List in full every row below that contains the word "burner".

----------

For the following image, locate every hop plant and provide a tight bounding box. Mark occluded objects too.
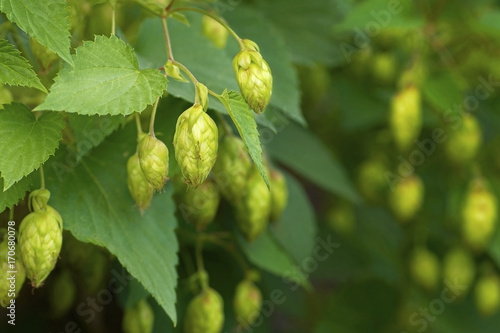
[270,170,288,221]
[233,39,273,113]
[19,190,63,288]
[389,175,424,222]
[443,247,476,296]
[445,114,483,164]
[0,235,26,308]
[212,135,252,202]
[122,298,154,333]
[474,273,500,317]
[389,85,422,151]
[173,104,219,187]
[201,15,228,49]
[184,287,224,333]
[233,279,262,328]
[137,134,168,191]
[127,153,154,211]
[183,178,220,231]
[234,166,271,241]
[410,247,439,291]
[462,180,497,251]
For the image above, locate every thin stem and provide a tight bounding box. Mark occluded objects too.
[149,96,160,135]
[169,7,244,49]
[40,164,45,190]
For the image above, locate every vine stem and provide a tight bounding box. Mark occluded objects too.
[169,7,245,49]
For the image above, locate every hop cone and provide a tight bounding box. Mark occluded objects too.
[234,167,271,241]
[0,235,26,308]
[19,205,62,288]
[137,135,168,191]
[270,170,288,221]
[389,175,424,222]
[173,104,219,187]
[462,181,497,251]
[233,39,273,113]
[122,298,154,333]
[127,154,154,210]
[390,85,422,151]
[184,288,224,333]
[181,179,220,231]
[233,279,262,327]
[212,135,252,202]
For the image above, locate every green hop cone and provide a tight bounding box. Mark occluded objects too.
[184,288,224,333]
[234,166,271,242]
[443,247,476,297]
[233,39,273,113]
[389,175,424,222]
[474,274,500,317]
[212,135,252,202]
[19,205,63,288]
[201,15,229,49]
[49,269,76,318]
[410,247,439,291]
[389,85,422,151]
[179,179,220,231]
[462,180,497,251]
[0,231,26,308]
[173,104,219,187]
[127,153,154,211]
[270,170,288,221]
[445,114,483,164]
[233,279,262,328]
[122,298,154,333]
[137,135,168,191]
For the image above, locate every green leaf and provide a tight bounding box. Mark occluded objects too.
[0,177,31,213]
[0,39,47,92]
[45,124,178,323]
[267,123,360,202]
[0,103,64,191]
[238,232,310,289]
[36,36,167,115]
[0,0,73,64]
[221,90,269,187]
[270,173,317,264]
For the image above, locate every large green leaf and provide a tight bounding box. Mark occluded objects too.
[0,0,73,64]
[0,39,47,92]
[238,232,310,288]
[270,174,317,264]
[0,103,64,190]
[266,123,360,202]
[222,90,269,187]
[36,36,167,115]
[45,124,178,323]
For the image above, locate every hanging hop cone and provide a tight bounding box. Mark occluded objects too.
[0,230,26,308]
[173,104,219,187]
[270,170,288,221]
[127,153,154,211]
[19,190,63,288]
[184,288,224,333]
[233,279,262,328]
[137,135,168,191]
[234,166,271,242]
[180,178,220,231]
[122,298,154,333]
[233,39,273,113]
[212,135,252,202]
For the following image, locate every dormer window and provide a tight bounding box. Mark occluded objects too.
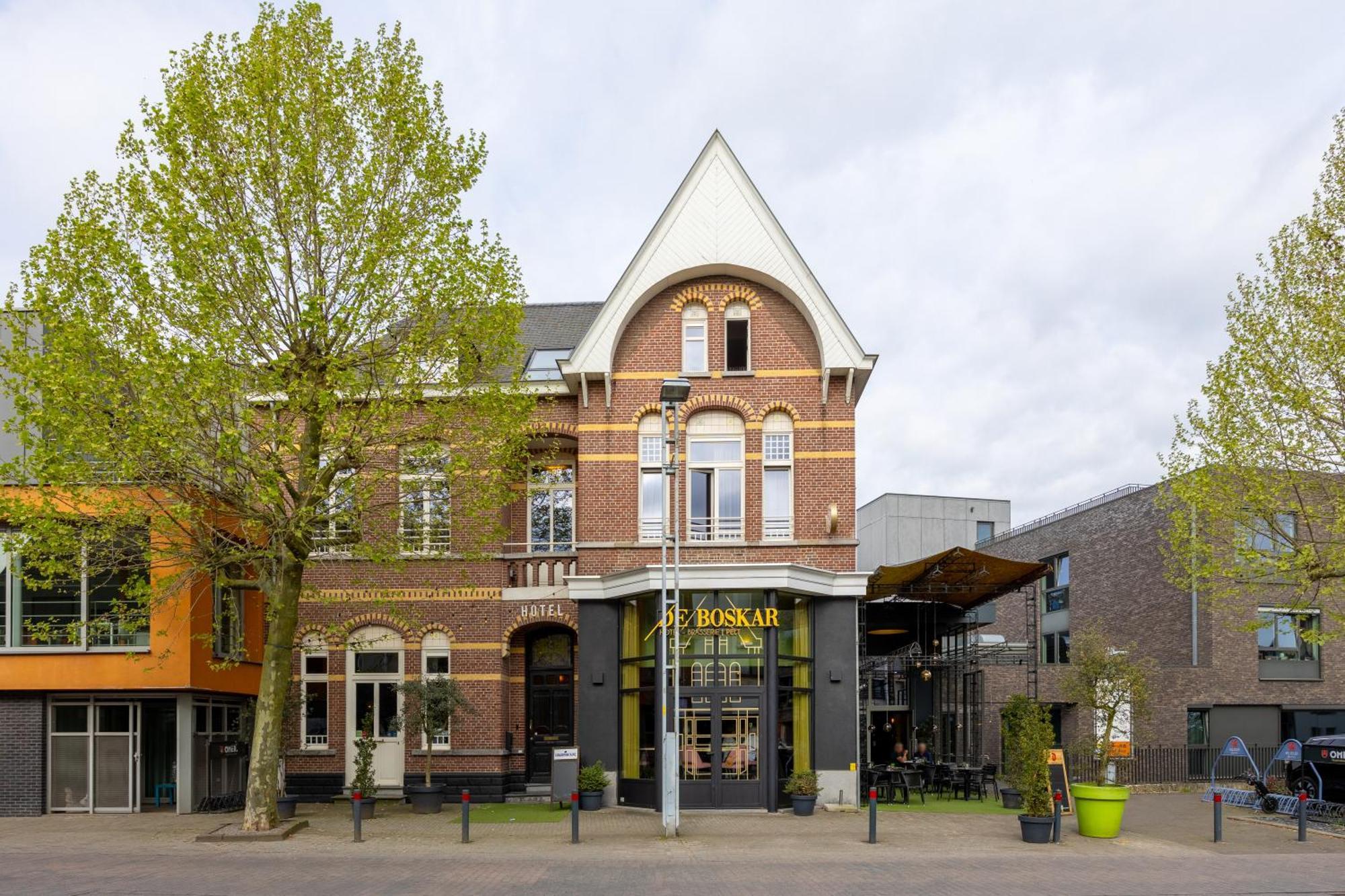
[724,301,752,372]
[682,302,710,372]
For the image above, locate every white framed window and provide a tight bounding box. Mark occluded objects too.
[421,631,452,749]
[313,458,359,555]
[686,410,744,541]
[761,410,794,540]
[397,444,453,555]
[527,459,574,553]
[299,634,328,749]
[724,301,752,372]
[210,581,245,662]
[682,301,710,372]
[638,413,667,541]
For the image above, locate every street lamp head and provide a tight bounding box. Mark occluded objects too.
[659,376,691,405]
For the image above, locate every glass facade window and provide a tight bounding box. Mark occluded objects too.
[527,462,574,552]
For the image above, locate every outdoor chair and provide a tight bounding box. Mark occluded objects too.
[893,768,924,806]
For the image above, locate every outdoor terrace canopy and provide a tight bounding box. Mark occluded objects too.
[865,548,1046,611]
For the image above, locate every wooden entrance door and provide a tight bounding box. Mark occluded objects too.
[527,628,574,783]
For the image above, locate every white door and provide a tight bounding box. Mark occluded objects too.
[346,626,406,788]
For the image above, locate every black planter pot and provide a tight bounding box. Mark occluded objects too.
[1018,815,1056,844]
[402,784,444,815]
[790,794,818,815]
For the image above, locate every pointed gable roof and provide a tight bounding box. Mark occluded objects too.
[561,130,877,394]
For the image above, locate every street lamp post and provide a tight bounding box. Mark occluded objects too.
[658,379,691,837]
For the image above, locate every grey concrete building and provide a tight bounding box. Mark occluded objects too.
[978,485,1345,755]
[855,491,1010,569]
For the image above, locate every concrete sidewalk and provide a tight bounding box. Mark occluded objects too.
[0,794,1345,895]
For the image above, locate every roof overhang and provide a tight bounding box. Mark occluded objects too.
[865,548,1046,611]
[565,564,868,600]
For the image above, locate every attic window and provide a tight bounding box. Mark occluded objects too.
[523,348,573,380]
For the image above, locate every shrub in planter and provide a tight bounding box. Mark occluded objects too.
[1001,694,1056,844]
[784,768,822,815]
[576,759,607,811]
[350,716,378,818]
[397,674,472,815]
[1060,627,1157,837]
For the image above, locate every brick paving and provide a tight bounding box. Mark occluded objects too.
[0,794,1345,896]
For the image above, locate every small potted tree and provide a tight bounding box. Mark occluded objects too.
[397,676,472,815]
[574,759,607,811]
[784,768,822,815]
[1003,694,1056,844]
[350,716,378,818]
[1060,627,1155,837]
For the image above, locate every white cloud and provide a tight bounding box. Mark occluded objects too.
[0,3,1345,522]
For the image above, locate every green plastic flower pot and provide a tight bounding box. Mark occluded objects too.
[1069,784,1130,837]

----------

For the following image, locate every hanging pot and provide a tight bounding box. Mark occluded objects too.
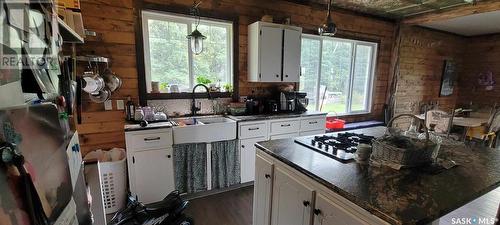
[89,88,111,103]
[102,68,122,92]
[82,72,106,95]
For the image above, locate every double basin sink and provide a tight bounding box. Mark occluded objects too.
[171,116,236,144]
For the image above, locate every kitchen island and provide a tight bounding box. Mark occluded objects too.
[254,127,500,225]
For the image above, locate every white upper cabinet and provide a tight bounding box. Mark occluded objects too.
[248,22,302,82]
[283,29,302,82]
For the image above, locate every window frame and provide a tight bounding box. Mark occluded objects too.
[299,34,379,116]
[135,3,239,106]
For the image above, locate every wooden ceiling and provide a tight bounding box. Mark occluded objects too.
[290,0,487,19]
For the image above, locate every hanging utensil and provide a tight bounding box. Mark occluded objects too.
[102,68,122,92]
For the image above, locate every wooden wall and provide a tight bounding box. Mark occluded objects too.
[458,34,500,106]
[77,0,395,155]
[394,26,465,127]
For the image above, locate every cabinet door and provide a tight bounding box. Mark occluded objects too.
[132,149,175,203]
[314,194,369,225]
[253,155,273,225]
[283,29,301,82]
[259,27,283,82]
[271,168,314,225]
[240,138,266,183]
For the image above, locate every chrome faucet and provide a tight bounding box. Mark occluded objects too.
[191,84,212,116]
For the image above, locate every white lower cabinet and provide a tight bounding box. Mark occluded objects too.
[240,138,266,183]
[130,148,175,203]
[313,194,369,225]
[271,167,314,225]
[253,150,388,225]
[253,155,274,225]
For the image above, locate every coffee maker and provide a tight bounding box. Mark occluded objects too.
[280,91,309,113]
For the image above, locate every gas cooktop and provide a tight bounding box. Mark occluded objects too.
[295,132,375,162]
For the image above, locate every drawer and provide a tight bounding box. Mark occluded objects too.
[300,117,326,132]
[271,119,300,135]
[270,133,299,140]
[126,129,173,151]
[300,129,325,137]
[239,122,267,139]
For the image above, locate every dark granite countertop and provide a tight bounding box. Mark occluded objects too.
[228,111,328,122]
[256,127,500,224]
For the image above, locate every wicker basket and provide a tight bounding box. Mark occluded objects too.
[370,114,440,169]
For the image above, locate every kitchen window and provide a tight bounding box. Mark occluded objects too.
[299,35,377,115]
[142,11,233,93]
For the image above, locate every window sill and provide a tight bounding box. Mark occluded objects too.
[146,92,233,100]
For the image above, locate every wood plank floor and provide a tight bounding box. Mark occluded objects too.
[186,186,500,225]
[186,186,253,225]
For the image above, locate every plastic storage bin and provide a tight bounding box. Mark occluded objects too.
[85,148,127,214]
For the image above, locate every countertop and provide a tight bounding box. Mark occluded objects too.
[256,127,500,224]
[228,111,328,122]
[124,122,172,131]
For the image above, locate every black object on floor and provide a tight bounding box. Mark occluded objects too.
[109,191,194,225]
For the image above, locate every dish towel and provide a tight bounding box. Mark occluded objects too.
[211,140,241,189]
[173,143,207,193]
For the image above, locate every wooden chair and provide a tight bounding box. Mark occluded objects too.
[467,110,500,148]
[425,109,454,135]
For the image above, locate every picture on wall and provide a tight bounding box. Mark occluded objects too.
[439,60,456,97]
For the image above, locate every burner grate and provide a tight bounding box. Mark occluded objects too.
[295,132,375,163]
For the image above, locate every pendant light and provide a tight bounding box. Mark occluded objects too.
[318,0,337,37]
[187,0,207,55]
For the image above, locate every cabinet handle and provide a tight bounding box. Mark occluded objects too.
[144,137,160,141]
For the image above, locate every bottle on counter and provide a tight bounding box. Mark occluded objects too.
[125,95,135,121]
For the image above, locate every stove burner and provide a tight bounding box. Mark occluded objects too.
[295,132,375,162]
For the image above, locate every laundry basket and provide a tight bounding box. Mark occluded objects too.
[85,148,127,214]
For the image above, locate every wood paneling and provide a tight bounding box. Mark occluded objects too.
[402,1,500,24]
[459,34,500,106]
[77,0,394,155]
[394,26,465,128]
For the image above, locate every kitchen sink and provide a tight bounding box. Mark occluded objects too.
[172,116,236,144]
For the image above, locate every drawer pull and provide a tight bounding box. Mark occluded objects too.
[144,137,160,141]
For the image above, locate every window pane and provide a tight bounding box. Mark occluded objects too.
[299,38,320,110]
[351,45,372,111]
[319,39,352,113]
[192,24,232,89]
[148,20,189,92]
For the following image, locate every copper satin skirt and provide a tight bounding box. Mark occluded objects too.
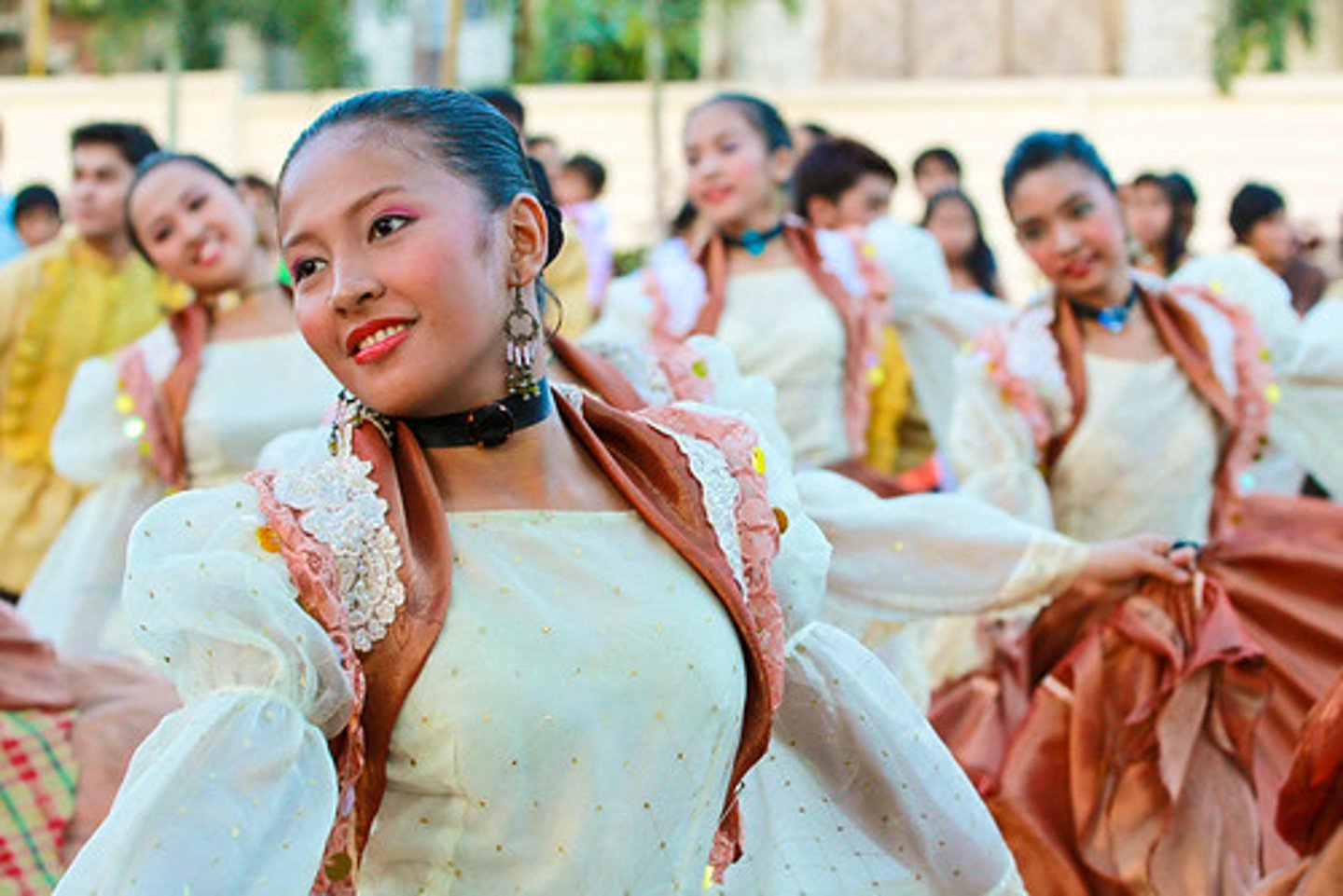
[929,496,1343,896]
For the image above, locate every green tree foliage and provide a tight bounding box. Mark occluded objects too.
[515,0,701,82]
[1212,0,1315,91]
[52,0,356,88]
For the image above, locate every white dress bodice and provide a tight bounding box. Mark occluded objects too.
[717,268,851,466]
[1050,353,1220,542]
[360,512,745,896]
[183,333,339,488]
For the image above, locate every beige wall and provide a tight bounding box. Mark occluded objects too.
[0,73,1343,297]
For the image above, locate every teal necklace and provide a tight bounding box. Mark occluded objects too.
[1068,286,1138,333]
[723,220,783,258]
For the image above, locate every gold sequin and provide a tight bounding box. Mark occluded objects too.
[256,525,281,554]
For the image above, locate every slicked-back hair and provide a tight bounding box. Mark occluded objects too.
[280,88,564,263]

----------

WRITTEN SOLUTION
For the image above, locate every burner grate and provide a tight bounding box. Mark occluded objects too.
For the image above, locate every stove burner and provide a tight bounding box. Mark occluded objects too.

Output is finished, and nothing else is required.